— EXTRACTED TEXT —
- Opening Delimiter -

But there is also the harm to general health. Mercury pollution, acid rain, water pollution, oil spills, smog and particulates not only cause serious illness but also damage the environment. And these pollutants have financial consequences: they reduce crop yields, impact fishing and timber harvests, and even degrade building facades and infrastructure. While the total costs of fossil fuel usage cannot be expressed in monetary terms alone, estimates by organizations like the International Monetary Fund and the World Bank put the worldwide total in the trillions of dollars annually. From economic considerations alone, replacing fossil fuels with renewable energy is imperative.
Plants that burn fossil fuels are going to remain in operation for decades to come. New coal burning plants have a 40-year lifespan, and today 1200 new coal plants are planned or under construction in 60 countries. Emissions from these plants will need to be controlled in some way to benefit the public health of these nations; but this will reduce the energy output of the plants and their profitability. So the customers of these utilities, including industry and commerce, will end up paying higher rates for electricity than they would if it were generated by renewables.
Utility companies will not reduce greenhouse gas emissions unless it is their financial interest to do so. To accelerate the transformation, limits on emissions can be mandated, in the same way that car companies must meet smog emission limits in order to sell their vehicles. Mandates are the best way of dealing with pollution when it poses an imminent threat to public health, as say smog does to the Los Angeles basin, but they allow no flexibility to enterprises that provide essential services.
Businesses prefer incentives to reduce emissions either by imposing a carbon tax, which many – including some “super major” oil companies – prefer for its comparative simplicity; or by implementing a cap-and-trade system. Each has advantages and disadvantages. With the tax on carbon, the tax rate is set by the government and consumers pay a price for the energy they use based on the amount of carbon dioxide they produce when using it. A carbon tax allows businesses to plan for a known added cost for energy and leads providers to shift to energy sources that have lower carbon content and are therefore cheaper. If all goes according to plan, over time a free market will choose renewable energy over fossil fuels. Many countries, including Japan, India, and the United Kingdom, have instituted a carbon tax.
But a carbon tax does not guarantee emission reductions. If renewable costs stay high, or if fossil fuel costs are kept artificially low, little or no change is likely to occur. Since it provides a source of revenue for the government, a poorly designed carbon tax may even be an incentive not to reduce emissions. Additionally, determining the correct tax rate is difficult – because it should reflect the cost to society of fossil fuel use, including climate change, while not harming the economy. Adjusting the tax rate to changing economic conditions can be politically difficult. It may also impose a disproportionate outlay for low-income earners, a burden that can be mitigated in industrialized nations, but which can fall heavily on the poor in developing countries where options are often limited.

- Closing Delimiter -

— STUDY MATERIAL —
- Opening Delimiter -

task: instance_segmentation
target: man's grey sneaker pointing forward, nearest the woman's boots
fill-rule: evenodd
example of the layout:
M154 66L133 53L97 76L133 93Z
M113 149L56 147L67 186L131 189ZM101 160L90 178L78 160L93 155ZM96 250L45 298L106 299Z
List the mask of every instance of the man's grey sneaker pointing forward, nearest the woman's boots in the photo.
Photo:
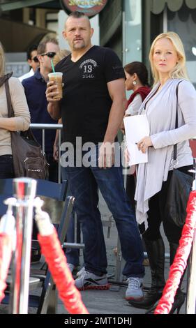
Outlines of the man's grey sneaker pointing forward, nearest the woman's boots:
M130 277L127 279L128 288L126 290L126 299L129 301L134 299L136 301L142 301L143 295L143 279L137 277Z

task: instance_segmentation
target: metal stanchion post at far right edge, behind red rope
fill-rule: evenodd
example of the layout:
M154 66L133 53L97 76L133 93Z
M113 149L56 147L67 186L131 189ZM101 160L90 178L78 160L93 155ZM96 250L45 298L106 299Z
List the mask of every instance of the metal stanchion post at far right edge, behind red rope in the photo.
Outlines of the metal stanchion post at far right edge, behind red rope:
M196 165L194 158L194 181L193 181L193 190L196 190ZM187 292L187 301L186 301L186 313L195 314L196 306L196 227L193 237L192 250L190 252L189 265L188 265L188 292Z

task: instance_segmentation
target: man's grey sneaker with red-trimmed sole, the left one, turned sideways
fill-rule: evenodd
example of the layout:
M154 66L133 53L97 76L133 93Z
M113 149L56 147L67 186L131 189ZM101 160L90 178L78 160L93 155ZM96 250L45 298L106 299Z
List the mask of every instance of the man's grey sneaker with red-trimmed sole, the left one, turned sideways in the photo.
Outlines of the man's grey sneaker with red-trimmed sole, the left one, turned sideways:
M110 285L106 274L96 276L84 269L83 273L75 280L75 287L78 290L107 290Z

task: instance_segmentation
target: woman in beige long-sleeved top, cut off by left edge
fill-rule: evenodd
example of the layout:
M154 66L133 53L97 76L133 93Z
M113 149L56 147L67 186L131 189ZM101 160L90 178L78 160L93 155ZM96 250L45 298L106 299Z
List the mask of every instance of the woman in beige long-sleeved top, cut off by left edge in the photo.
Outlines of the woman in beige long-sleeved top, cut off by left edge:
M8 79L15 117L8 118L5 81ZM11 74L5 74L5 56L0 43L0 179L13 178L13 157L10 131L26 131L30 114L22 84Z

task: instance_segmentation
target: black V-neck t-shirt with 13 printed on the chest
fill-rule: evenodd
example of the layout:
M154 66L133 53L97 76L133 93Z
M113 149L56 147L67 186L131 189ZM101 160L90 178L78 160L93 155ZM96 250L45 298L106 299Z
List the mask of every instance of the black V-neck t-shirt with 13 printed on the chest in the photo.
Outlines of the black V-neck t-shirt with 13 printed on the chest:
M64 141L75 144L82 137L82 144L103 142L112 106L107 82L124 77L119 57L109 48L93 46L75 63L71 55L61 60L55 70L63 73Z

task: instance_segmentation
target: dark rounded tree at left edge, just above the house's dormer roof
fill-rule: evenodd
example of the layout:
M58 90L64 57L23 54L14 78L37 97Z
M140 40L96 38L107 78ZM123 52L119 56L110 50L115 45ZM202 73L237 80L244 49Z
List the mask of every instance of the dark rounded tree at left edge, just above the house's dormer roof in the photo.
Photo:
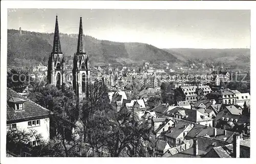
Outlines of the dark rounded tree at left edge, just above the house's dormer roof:
M7 72L7 87L16 92L23 92L33 81L30 71L12 68Z

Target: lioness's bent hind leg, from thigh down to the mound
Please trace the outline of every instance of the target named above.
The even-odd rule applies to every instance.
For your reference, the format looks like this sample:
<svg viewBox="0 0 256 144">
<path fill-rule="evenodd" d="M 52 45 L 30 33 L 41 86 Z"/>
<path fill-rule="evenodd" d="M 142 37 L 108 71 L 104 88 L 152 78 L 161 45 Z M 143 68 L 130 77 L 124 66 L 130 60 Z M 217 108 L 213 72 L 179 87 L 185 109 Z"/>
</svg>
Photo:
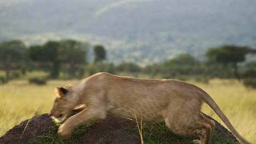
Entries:
<svg viewBox="0 0 256 144">
<path fill-rule="evenodd" d="M 165 111 L 166 127 L 180 135 L 199 136 L 200 140 L 194 140 L 196 144 L 210 143 L 214 124 L 210 119 L 201 115 L 200 107 L 172 107 Z M 213 130 L 212 130 L 213 129 Z"/>
</svg>

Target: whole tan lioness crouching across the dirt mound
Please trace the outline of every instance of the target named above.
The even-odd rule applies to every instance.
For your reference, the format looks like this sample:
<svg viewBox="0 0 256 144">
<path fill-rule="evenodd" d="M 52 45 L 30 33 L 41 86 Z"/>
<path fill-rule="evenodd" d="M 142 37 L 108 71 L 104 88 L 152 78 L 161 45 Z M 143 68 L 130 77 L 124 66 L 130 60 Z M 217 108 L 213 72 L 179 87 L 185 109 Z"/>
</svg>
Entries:
<svg viewBox="0 0 256 144">
<path fill-rule="evenodd" d="M 63 121 L 76 106 L 83 109 L 60 125 L 58 134 L 62 139 L 69 139 L 75 127 L 100 122 L 106 113 L 113 113 L 131 119 L 142 117 L 143 122 L 165 121 L 166 127 L 178 134 L 199 136 L 200 140 L 194 143 L 208 144 L 215 123 L 201 114 L 205 101 L 239 140 L 249 143 L 232 127 L 210 95 L 183 81 L 97 73 L 74 85 L 57 87 L 55 91 L 56 99 L 50 112 L 54 118 Z"/>
</svg>

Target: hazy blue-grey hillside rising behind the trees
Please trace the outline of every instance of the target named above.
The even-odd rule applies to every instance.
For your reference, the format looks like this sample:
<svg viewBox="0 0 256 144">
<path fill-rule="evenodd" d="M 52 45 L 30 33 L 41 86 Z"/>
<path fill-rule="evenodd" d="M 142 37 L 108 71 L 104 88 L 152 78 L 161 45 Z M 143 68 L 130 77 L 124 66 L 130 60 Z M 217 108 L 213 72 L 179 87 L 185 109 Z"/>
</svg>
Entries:
<svg viewBox="0 0 256 144">
<path fill-rule="evenodd" d="M 0 40 L 100 43 L 113 62 L 148 64 L 182 52 L 203 59 L 209 47 L 256 47 L 255 5 L 254 0 L 0 1 Z"/>
</svg>

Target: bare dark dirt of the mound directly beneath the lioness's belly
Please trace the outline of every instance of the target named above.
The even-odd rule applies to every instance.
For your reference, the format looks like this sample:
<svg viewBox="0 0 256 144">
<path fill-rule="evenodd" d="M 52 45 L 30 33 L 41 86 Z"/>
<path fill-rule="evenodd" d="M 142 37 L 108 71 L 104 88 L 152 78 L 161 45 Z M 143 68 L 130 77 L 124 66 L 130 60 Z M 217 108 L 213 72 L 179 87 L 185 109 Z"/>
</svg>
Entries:
<svg viewBox="0 0 256 144">
<path fill-rule="evenodd" d="M 136 128 L 136 122 L 127 118 L 109 115 L 103 122 L 97 123 L 80 137 L 78 143 L 141 143 L 136 131 L 129 133 L 125 127 Z"/>
</svg>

- Closing Delimiter -

— TASK LIST —
[A] According to the text on fossil fuel costs, how many new coal plants are planned or under construction?
[B] Please carry the text on fossil fuel costs forward from its last sentence.
You can set the entries aside; none of them are needed here.

— RESPONSES BY ITEM NUMBER —
[A] 1200 new coal plants, in 60 countries.

[B]
Cap-and-trade, or emissions trading, is a government regulatory program designed to limit or “cap” greenhouse gas emissions for a period, at the end of which the limit is lowered as emissions are reduced. The cap is usually measured in billions of tons of carbon dioxide per year, and covers emissions from all sources, including oil generation, natural gas generation, electricity generation, large manufacturers and transportation companies. In the US, Congress instructs the EPA to establish and enforce specific pollution standards for individual polluters. Permits are allocated to these enterprises and operating without a permit is against the law. Companies that do not conform to their pollution limit have to pay. The government can issue permits for free, especially to companies or factories which are more vulnerable to competitors from areas that are not under the cap-and-trade system. It can also sell permits to raise revenue to allow it to administer and enforce the program.
“Trade” refers to the ability of companies to sell and buy carbon permits. A key element in this scheme is that the number of permits issued is fixed, so that if an enterprise needs to increase its emissions, it must buy permits from others companies who have already reduced their emissions enough to be able to sell those they don’t need. Companies that achieve the largest reductions accrue increasingly valuable credits for resale. Over time the number of permits issued is reduced, which enforces a decrease in total emissions.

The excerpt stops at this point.